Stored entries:

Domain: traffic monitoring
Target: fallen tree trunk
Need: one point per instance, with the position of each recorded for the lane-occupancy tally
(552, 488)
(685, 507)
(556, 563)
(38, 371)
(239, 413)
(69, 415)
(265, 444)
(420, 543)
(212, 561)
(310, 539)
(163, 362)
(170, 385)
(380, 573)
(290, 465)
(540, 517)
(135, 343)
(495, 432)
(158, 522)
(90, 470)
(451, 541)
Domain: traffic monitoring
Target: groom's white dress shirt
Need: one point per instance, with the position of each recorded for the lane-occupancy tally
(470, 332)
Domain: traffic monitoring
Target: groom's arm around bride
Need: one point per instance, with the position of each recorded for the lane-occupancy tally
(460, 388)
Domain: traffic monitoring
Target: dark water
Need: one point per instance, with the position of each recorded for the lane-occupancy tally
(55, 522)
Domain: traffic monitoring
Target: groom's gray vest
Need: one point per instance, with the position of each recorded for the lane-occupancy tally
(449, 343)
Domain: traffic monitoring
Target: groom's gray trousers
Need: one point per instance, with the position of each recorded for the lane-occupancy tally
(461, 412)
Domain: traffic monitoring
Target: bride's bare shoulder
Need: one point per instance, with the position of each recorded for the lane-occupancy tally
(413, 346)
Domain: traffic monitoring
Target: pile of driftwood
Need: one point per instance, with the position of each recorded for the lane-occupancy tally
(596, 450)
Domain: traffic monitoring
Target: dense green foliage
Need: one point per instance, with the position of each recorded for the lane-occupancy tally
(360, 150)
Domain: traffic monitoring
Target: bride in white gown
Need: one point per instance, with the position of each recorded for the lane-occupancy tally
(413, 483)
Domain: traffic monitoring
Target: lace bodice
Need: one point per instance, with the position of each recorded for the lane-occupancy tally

INSTRUCTIONS TO FOLLOW — Gather each line of the records above that contains the string "gray", copying every such line in full.

RESULT FOR THIS EXERCISE —
Target: groom's gray vest
Target: groom's gray trousers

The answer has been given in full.